** PROVIDED ENTRIES follows **

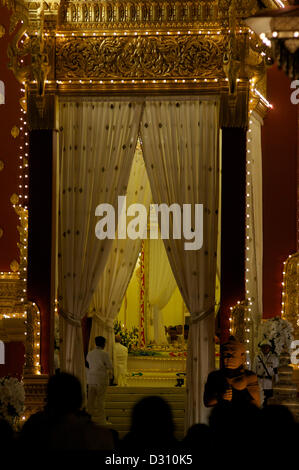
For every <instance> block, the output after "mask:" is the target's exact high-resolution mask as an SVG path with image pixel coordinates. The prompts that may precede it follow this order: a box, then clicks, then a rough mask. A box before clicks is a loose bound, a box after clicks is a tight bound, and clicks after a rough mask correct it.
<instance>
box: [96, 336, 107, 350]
mask: <svg viewBox="0 0 299 470" xmlns="http://www.w3.org/2000/svg"><path fill="white" fill-rule="evenodd" d="M94 340H95V343H96V346H97V347H98V348H102V349H104V347H105V344H106V338H104V336H96V337H95V339H94Z"/></svg>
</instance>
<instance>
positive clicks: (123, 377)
mask: <svg viewBox="0 0 299 470" xmlns="http://www.w3.org/2000/svg"><path fill="white" fill-rule="evenodd" d="M113 363H114V383H115V384H116V385H119V386H121V387H124V386H126V385H127V370H128V348H126V346H124V345H123V344H121V337H120V335H116V336H115V344H114V349H113Z"/></svg>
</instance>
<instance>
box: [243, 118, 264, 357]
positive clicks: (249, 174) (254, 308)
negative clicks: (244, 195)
mask: <svg viewBox="0 0 299 470" xmlns="http://www.w3.org/2000/svg"><path fill="white" fill-rule="evenodd" d="M262 123H263V121H262V118H261V117H260V116H259V115H258V114H257V113H255V112H254V111H253V113H252V114H251V115H250V122H249V129H248V132H247V175H246V200H247V204H246V215H247V217H246V220H247V221H246V237H247V239H246V242H247V243H246V245H247V248H249V251H248V253H249V255H247V256H246V261H245V266H246V298H247V299H248V300H249V301H250V302H251V305H250V308H251V310H250V315H251V320H252V326H253V330H252V331H251V339H252V341H251V345H250V346H251V351H250V353H251V357H252V358H253V357H254V356H255V354H256V352H257V350H258V341H259V333H260V332H259V328H260V324H261V320H262V318H263V197H262V196H263V189H262V175H263V172H262V141H261V127H262Z"/></svg>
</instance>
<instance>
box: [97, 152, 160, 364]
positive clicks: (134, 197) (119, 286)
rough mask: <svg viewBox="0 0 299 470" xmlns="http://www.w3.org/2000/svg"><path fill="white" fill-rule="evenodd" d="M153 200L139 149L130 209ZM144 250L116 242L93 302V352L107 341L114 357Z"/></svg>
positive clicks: (130, 192)
mask: <svg viewBox="0 0 299 470" xmlns="http://www.w3.org/2000/svg"><path fill="white" fill-rule="evenodd" d="M150 199H151V191H150V186H149V181H148V177H147V174H146V169H145V165H144V161H143V157H142V151H141V148H140V146H137V149H136V152H135V156H134V160H133V165H132V170H131V174H130V179H129V184H128V191H127V207H128V206H129V205H131V204H136V203H138V204H143V205H144V206H145V207H146V208H147V209H148V206H149V203H150ZM140 249H141V240H140V239H137V240H131V239H129V238H126V239H119V238H116V239H115V240H113V246H112V250H111V251H110V254H109V257H108V260H107V264H106V267H105V270H104V272H103V274H102V275H101V278H100V282H99V284H98V287H97V289H96V292H95V294H94V296H93V299H92V315H93V318H92V328H91V334H90V341H89V349H92V348H94V338H95V337H96V336H104V337H105V338H106V339H107V345H106V350H107V351H108V352H109V354H110V357H112V356H113V344H114V334H113V322H114V319H115V318H116V316H117V314H118V312H119V310H120V307H121V304H122V300H123V298H124V295H125V293H126V290H127V287H128V284H129V281H130V279H131V276H132V273H133V271H134V268H135V265H136V262H137V258H138V255H139V252H140Z"/></svg>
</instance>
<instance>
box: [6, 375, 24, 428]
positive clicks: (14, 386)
mask: <svg viewBox="0 0 299 470" xmlns="http://www.w3.org/2000/svg"><path fill="white" fill-rule="evenodd" d="M24 404H25V391H24V385H23V383H22V382H19V380H18V379H16V378H14V377H2V378H0V417H1V418H4V419H6V421H8V422H9V423H10V424H11V425H15V423H16V420H17V419H18V418H19V417H20V416H21V415H22V413H23V411H24Z"/></svg>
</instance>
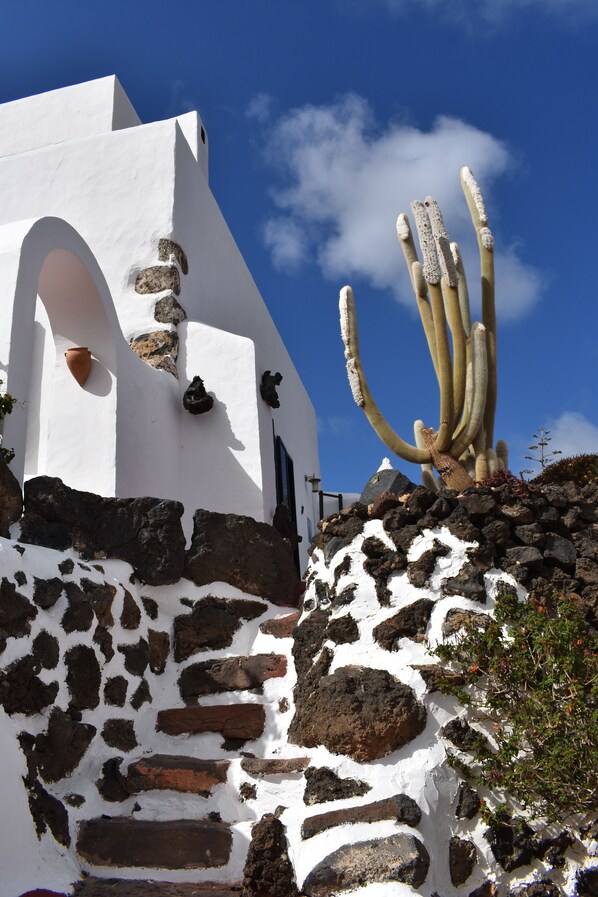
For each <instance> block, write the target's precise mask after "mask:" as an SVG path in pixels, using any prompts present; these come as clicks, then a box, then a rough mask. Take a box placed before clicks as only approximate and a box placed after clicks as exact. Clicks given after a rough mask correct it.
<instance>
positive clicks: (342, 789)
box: [303, 766, 371, 807]
mask: <svg viewBox="0 0 598 897" xmlns="http://www.w3.org/2000/svg"><path fill="white" fill-rule="evenodd" d="M305 780H306V786H305V791H304V793H303V802H304V803H305V804H307V806H308V807H309V806H313V804H323V803H326V802H327V801H331V800H344V799H345V798H348V797H362V796H363V795H364V794H367V793H368V791H371V785H368V784H367V783H366V782H360V781H359V779H341V778H340V776H338V775H337V774H336V773H335V772H333V771H332V769H328V767H326V766H322V767H320V768H315V767H310V768H309V769H307V770H306V771H305Z"/></svg>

** End of PROVIDED ENTRIES **

TASK DETAILS: Gather each line of the material above that contains the word "block", treating uppercase and lowercase letters as distinct.

SOLVED EXERCISE:
For every <instance> block, the output after "mask:" is the target's exact high-resolution mask as an SVG path with image pixel coordinates. The prompts that may precede it follow this order: a box, then clicks, then a rough mask. A box before clicks is a loose bound, a box after clicks is a tight bound, and clicks after a rough mask correct it.
For each <instance> block, write the target's precise mask after "mask:" as an SVG path in pixels, using any prompts present; these come as clicks, then a box, then a rough mask. Take a box placed before clicks as only approximate and a box placed after clicks as exact. Clicks given after a rough mask correct it.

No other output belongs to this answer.